====== SUPPLIED RECORDS
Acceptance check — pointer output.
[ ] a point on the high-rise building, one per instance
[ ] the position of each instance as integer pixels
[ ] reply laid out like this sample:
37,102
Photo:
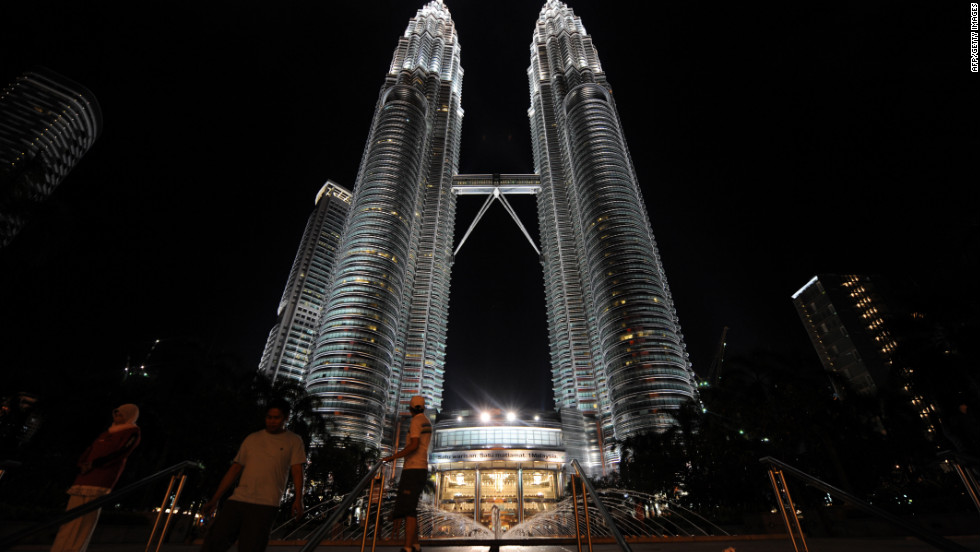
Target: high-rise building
619,362
383,336
290,345
47,123
616,345
850,325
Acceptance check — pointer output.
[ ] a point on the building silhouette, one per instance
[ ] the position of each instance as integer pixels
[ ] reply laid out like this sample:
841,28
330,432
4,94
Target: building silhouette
619,362
47,123
287,351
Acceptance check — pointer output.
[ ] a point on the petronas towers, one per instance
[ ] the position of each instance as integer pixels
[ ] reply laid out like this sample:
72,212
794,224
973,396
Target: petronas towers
618,357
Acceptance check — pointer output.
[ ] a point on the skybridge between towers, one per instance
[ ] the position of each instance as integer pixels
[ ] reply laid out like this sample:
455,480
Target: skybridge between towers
496,187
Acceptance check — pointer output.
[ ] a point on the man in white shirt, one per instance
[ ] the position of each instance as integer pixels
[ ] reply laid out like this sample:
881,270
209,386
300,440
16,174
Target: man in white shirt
264,461
414,473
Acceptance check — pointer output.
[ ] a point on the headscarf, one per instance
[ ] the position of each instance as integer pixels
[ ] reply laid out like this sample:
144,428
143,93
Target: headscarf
130,413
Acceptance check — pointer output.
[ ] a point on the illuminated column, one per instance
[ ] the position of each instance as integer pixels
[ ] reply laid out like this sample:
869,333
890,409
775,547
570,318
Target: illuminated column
47,123
289,347
382,336
604,261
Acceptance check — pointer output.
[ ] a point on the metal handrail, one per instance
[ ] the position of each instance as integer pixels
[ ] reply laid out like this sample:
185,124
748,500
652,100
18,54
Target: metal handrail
13,538
623,545
314,539
916,530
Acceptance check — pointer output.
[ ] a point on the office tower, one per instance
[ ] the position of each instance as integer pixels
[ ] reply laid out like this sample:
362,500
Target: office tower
616,345
382,337
619,362
47,123
850,325
290,344
823,305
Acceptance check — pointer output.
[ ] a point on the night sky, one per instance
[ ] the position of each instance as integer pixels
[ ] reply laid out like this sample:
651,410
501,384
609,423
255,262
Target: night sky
772,142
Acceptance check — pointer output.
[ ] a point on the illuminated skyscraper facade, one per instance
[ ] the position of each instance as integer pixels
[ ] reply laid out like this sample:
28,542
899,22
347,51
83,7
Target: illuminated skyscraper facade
290,345
618,358
47,123
382,337
617,351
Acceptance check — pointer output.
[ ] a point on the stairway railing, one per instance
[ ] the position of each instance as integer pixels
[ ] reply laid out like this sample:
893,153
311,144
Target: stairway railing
776,469
623,545
176,472
317,535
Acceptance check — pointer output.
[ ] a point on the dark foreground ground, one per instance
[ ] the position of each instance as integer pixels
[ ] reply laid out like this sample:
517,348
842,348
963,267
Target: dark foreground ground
738,544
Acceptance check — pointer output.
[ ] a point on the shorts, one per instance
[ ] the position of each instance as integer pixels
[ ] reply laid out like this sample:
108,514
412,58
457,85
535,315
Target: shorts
409,488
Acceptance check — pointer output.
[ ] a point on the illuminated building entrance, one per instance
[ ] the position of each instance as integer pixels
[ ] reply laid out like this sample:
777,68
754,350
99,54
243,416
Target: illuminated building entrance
493,459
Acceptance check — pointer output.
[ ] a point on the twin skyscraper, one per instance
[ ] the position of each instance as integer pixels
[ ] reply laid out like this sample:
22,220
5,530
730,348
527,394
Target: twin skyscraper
363,320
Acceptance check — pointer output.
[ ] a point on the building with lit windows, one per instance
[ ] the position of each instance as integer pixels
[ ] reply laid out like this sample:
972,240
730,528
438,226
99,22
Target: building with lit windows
382,337
850,326
512,460
618,359
47,123
617,352
291,340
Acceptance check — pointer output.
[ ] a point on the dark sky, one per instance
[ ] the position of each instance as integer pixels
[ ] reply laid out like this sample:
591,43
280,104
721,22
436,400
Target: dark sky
772,142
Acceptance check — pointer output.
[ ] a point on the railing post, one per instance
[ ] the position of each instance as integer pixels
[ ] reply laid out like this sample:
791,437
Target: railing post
585,509
367,513
377,511
966,476
163,506
173,506
578,534
779,488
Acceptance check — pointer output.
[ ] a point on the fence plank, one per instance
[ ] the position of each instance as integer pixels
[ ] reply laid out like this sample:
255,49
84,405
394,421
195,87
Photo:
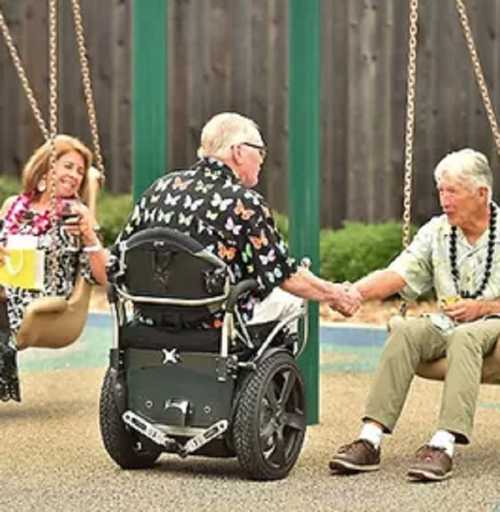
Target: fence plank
232,55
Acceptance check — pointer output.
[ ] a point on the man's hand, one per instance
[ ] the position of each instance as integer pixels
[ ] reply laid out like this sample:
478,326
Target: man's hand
466,310
346,299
============
** TO BE DONE **
Transcribe each entry precisely as given, leaving the pictures out.

** EXERCISE RESPONSE **
Acceptance check — pointer output.
[ ] a point on the high-rise building, one per instance
[ ] the position of each instance as integer pixels
[ ] reply laid out like this sample:
37,102
Photo:
Target: high-rise building
619,362
383,336
290,345
47,123
616,345
850,325
Acceptance check — pointer output.
[ ] a point on the building silhouette, one per instance
[ ] the position of each instance as integer pixels
[ ] reply laid out like this sample:
841,28
330,432
4,94
Target: building silhouette
619,362
47,123
287,351
Acceptance check — pointer output.
[ ] a point on the petronas towers, one per instance
[ ] the position of each instance as integer pixels
[ ] reply laid out like this sample:
72,212
794,224
973,396
Target: petronas towers
618,357
Acceptance check — pointer output.
[ ] a point on the skybridge between towers, one per instance
[ ] the position of each instance as integer pixels
[ ] reply laid out like this sample:
455,480
Target: skybridge between towers
496,187
Acceptance check — pointer output.
[ ] a point on the man in white shirt, one per instance
[ ] the position of each instance as integer pixels
[ ] reply laid out like this sample:
881,270
209,386
300,440
16,174
Target: man in white shirt
264,461
414,473
Acceptance check — pointer output.
[ ] a point on the headscarf, one per instance
[ ] the position of each instance as integer pixels
[ ] reply laid out like this sample:
144,428
143,93
Target: headscarf
130,413
Acceptance check — pointer output.
[ ] a point on the illuminated column, one per instance
[ ] the position of each instance as integer pixels
[ ] reply laid out like this sample:
869,333
890,409
775,547
570,318
Target: illuminated column
47,123
289,347
382,336
604,261
Acceptance check — pointer output.
[ ] a point on the metal handrail, one per instance
[ ] the position of each instance as integer pixels
[ ] reply laid out like this sample:
185,124
748,500
652,100
18,54
Target: metal handrail
13,538
623,545
314,539
916,530
Acceptance check — pointer output.
[ ] a point on the office tower, one per instance
[ ] the position of each instance as integer pixels
[ ] reply laid out like this sample:
362,500
Target: office tower
616,345
382,337
619,362
47,123
850,325
290,344
823,305
Acceptance check — pointer output.
[ ] a point on the night sky, one per instance
[ ] the position of each instance as integer pixels
[ ] reply laid out like this sample:
651,410
501,384
609,423
255,262
Target: night sky
772,142
Acceptance check — pointer output.
[ ] a point on the illuminated skyscraper facade, one per instance
[ ] the position of each instance as integer pixels
[ ] reply laid out like this sample:
28,542
899,22
347,51
83,7
Target: illuminated skyscraper facade
290,345
618,358
47,123
382,337
617,351
Acceptance check — pointer output.
[ ] a point on the stairway railing, one per instance
[ ] the position of each instance as integer pixels
[ ] reply laid out like this sample:
893,153
311,144
Target: stairway railing
776,469
623,545
176,472
317,535
Acceptance check — pointer output.
[ ] a point on the dark foreground ground, one per instance
[ ] the position of each instance as integer pixels
[ ] reply laid out like this sample:
517,348
842,348
963,267
Target: dark foreground ground
738,544
Acceptance check — pointer output.
[ ] a point on the shorts, one per instance
[ ] the position of each instance as integer pixels
[ ] reply laid out like this sample:
108,514
412,58
457,85
535,315
Target: shorts
409,488
Acceptance check — pointer output.
[ ] a point on the illuminated building entrance, one per instance
[ ] the position of each instance as integer pixels
[ ] reply laid out like this sample:
777,68
754,350
99,54
243,416
Target: illuminated building entrance
493,459
Acceptance check — pointer output.
[ ] a point on the twin skyscraper, one per instance
[ ] the position of each instance as integer pixels
[ ] reply laid out like this sample:
22,220
5,530
730,348
527,394
Target: twin skyscraper
363,320
Acceptance check — pointer output.
[ ] a point on the building with lit windows, one per instance
[ ] the position of each instance as integer pixels
[ ] reply laid out like this sample:
972,240
730,528
438,226
99,22
Target: building with lit windows
382,337
850,326
512,460
618,359
47,123
617,352
291,340
Acceptance check — pointer output.
[ ] a point on the dark sky, one per instance
[ ] the position of each instance as integer pixels
[ ] reply laid out like this sample:
591,43
280,104
721,22
436,400
Target: dark sky
772,142
Acceptance check — pointer output.
[ ] a point on the railing post, one per instance
[ ] the position of each instance as integer pixels
[ ] reply laid out like this sample:
791,437
Target: railing post
585,509
367,513
377,511
966,476
163,506
173,506
578,534
779,488
Acceptance check — pointer output.
[ ] a point on the fence plank, one per instance
[ ] the position of each instance as integer pixels
[ ] reply laid out like this sample:
255,49
84,405
394,421
195,87
Photo:
Target: fence plank
232,55
Acceptance check — pointer output.
[ ] a point on the man's hand, one per instance
[ ] the position of each instance as integer pixels
[ ] reply laid out like this sample:
478,326
Target: man's hand
466,310
346,299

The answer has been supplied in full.